# [Aim of the exercise]
Print the records again, matching each line exactly.

Data excerpts:
- - -

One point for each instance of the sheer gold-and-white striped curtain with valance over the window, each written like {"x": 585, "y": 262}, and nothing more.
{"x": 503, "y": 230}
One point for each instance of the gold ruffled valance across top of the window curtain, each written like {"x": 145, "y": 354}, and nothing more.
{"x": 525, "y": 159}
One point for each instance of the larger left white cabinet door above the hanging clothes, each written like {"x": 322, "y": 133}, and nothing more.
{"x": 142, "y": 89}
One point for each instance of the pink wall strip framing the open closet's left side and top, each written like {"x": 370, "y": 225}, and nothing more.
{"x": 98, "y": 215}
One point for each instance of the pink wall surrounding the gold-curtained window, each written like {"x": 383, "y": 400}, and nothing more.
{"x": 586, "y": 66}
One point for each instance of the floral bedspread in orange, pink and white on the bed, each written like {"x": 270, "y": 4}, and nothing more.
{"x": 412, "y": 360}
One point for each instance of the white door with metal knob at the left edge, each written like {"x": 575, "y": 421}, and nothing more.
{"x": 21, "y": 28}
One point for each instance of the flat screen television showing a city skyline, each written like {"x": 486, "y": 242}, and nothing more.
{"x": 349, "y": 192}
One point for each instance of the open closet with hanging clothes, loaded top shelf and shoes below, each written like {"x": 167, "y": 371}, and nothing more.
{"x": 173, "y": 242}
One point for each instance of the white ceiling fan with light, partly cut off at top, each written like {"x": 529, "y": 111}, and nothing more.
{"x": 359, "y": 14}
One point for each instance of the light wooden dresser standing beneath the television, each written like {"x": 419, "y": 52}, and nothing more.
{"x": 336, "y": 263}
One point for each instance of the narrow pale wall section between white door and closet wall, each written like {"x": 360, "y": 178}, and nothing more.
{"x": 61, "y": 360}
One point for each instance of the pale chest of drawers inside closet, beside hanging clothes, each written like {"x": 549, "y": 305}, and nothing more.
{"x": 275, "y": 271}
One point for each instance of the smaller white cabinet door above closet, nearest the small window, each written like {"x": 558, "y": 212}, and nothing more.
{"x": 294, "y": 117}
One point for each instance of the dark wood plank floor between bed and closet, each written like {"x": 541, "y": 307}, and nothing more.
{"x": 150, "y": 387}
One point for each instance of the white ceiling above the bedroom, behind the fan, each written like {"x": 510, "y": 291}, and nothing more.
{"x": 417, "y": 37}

- - -

# [Task output]
One point for each instance of the sheer gold-and-white striped curtain with valance over the window, each written like {"x": 585, "y": 262}, and nothing more.
{"x": 503, "y": 230}
One point for each instance of the gold ruffled valance across top of the window curtain, each written like {"x": 145, "y": 354}, and nothing more.
{"x": 525, "y": 159}
One point for each instance of the larger left white cabinet door above the hanging clothes, each written like {"x": 322, "y": 133}, and nothing more.
{"x": 142, "y": 89}
One point for each instance of the pink wall strip framing the open closet's left side and top, each written like {"x": 370, "y": 225}, and nothing more.
{"x": 98, "y": 215}
One point for each instance of the pink wall surrounding the gold-curtained window, each written like {"x": 383, "y": 400}, and nothing more.
{"x": 586, "y": 66}
One point for each instance of the floral bedspread in orange, pink and white on the bed, each written like {"x": 270, "y": 4}, and nothing more.
{"x": 412, "y": 360}
One point for each instance of the white door with metal knob at the left edge, each written like {"x": 575, "y": 421}, and nothing more.
{"x": 21, "y": 28}
One point for each instance of the flat screen television showing a city skyline, each written like {"x": 486, "y": 242}, and nothing more.
{"x": 349, "y": 192}
One point for each instance of the open closet with hanging clothes, loaded top shelf and shoes below, each written like {"x": 167, "y": 371}, and nothing more.
{"x": 173, "y": 242}
One point for each instance of the white ceiling fan with light, partly cut off at top, each written like {"x": 529, "y": 111}, and nothing more.
{"x": 359, "y": 14}
One point for each instance of the light wooden dresser standing beneath the television, each written like {"x": 419, "y": 52}, and nothing more.
{"x": 336, "y": 263}
One point for each instance of the narrow pale wall section between white door and closet wall, each written like {"x": 360, "y": 178}, and nothing more.
{"x": 61, "y": 360}
One point for each instance of the pale chest of drawers inside closet, beside hanging clothes, each written like {"x": 549, "y": 305}, and nothing more.
{"x": 275, "y": 271}
One point for each instance of the smaller white cabinet door above closet, nearest the small window, each written like {"x": 558, "y": 212}, and nothing more.
{"x": 294, "y": 117}
One point for each instance of the dark wood plank floor between bed and closet, each written like {"x": 541, "y": 307}, and nothing more.
{"x": 150, "y": 387}
One point for each instance of the white ceiling above the bedroom, behind the fan, each written like {"x": 510, "y": 291}, and nothing more.
{"x": 417, "y": 37}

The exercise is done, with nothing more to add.